# [The task]
Rewrite the part of the listing below that starts at the line containing "Each instance of the building" and ends at the last line of the listing as a Markdown table with the columns Row and Listing line. Number each line in Row and skip any blank lines.

·····

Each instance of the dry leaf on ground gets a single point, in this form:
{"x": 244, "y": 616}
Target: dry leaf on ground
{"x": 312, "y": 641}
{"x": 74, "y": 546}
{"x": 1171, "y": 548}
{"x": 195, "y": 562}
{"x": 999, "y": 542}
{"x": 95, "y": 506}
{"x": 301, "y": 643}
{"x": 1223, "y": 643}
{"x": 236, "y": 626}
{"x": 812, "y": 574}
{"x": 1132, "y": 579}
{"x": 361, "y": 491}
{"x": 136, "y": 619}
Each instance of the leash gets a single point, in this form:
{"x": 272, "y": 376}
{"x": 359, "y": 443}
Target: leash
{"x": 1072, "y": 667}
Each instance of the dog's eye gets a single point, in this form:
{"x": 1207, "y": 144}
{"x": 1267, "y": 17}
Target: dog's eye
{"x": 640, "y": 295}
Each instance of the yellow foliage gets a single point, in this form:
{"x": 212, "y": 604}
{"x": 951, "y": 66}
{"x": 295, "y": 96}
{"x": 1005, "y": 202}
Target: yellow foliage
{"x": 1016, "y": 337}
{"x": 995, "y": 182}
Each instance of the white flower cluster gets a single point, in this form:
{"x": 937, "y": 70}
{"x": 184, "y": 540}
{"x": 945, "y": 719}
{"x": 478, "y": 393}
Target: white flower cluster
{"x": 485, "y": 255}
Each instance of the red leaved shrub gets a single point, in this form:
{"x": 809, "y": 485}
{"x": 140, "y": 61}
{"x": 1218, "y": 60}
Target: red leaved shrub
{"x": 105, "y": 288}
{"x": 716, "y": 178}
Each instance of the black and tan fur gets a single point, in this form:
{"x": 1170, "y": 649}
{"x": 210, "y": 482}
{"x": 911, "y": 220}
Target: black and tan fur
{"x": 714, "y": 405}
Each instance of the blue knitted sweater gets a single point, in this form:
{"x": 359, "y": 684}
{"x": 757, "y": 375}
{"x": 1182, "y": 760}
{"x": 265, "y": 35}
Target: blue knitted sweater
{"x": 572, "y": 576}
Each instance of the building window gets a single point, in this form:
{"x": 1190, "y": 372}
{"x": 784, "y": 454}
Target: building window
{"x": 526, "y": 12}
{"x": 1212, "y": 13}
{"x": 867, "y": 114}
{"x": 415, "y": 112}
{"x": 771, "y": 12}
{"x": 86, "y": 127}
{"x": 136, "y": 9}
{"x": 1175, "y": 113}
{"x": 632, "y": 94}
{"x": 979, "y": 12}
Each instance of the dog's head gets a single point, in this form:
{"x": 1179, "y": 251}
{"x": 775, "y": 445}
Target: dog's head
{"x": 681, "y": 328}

·····

# [Answer below]
| Row | Listing line |
|---|---|
| 1 | Each instance of the building window gets a single point, in this form: |
| 2 | {"x": 1190, "y": 372} |
| 3 | {"x": 784, "y": 454} |
| 4 | Target: building window |
| 5 | {"x": 526, "y": 12} |
| 6 | {"x": 1212, "y": 13} |
| 7 | {"x": 867, "y": 114} |
| 8 | {"x": 415, "y": 112} |
| 9 | {"x": 771, "y": 12} |
| 10 | {"x": 86, "y": 127} |
| 11 | {"x": 136, "y": 9} |
| 12 | {"x": 1175, "y": 113} |
| 13 | {"x": 632, "y": 94} |
| 14 | {"x": 979, "y": 12} |
| 15 | Each instance of the dog's head gets a single point, in this form: |
| 16 | {"x": 1179, "y": 251} |
| 17 | {"x": 775, "y": 445} |
| 18 | Target: dog's head |
| 19 | {"x": 681, "y": 328} |